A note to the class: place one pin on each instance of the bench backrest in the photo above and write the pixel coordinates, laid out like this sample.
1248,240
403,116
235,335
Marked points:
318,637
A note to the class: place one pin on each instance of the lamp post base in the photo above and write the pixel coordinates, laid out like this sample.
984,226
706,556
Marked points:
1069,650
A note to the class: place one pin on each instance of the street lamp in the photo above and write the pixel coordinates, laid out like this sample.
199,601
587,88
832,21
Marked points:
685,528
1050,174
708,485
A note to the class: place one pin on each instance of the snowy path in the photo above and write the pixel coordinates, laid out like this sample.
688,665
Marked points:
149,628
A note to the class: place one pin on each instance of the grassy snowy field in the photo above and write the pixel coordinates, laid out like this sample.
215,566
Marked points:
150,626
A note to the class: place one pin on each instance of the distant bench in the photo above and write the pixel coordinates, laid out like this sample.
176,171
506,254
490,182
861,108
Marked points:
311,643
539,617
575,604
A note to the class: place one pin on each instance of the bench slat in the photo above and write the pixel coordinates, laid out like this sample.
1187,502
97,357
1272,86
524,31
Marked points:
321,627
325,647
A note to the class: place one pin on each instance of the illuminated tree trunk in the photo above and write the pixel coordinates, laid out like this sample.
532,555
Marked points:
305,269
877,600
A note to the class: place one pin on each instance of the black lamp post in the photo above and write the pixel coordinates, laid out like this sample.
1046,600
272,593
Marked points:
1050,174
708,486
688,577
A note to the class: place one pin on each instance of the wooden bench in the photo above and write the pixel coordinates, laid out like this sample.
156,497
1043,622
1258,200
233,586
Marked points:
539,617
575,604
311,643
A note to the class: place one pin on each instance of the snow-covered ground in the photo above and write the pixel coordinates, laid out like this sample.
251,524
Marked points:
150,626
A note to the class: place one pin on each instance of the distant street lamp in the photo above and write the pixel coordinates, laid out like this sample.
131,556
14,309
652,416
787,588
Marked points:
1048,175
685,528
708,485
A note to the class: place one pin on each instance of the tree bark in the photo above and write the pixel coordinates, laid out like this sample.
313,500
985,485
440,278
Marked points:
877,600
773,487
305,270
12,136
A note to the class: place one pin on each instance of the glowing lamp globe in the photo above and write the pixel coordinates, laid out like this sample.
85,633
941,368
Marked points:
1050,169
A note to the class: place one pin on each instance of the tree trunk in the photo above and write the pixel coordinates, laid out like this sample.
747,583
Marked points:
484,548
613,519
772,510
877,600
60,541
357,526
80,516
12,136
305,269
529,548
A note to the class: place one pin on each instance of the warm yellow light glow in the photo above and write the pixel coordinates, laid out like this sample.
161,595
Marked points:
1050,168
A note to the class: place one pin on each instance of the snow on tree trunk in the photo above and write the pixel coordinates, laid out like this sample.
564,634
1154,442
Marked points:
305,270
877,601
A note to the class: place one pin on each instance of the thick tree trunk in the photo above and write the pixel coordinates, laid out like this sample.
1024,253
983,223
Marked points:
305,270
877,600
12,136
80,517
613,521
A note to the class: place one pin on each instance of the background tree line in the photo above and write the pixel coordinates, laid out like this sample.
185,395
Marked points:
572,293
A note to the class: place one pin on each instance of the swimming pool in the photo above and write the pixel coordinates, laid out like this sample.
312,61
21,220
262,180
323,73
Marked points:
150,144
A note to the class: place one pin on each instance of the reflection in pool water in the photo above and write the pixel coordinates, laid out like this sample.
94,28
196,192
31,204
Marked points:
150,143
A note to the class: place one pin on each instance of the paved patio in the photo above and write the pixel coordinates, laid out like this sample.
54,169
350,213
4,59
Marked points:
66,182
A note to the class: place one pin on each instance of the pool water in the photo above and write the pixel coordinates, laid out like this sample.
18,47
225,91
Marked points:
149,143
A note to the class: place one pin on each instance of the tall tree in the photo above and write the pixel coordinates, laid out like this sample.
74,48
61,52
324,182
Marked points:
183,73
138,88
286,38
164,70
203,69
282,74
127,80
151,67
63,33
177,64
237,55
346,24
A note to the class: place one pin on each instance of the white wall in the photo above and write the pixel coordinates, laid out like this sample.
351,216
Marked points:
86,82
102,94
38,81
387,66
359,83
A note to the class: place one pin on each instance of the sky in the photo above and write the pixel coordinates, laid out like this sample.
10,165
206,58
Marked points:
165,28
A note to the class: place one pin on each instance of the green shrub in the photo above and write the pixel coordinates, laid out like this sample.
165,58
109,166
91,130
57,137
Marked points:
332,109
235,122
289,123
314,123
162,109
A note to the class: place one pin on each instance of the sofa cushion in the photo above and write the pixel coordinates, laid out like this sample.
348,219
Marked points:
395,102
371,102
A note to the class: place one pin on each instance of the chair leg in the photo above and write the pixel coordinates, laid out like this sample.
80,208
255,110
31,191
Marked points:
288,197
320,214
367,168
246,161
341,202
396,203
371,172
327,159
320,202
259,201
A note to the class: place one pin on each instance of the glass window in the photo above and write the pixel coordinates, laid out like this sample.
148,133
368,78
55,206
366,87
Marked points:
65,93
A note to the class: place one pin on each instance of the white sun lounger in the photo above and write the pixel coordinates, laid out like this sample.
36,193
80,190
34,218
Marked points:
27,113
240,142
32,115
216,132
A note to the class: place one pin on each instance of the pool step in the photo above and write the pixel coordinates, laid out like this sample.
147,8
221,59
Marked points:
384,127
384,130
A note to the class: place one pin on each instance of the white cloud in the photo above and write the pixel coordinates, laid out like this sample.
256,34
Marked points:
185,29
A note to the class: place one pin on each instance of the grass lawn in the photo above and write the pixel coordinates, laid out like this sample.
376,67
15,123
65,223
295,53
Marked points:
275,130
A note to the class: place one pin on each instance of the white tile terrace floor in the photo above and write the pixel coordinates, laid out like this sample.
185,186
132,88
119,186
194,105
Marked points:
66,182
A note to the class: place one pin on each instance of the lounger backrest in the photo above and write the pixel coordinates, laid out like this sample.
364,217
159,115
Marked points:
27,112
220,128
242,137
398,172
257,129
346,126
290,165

+---+

### [Problema]
Extraia das linhas acima, sem nenhuma alteração, o trecho que vai da linha que contém "the white cloud" até a última linha, incluindo as duas.

### [Resposta escrita]
A note to the class: place one pin on each instance of the white cloud in the photo above and write the pixel coordinates, laid out like this sample.
256,34
Marked points:
185,29
A note to the class: place one pin on each instance of the grass lawn in the photo above and write the pixel coordinates, laid out like this sample.
376,67
15,123
65,223
295,53
Marked points:
275,130
A note to the class: place one pin on each instance of the white tile terrace floor in the photo above and write the pixel coordinates, laid out like this sample.
185,186
132,88
119,186
194,105
Marked points:
66,182
A note to the class: place one pin on each instance of the lounger backrest in the photo above and write the pixel coordinates, laid out like this sample.
364,217
159,115
Marked points:
27,112
220,128
242,137
398,172
257,129
346,126
290,165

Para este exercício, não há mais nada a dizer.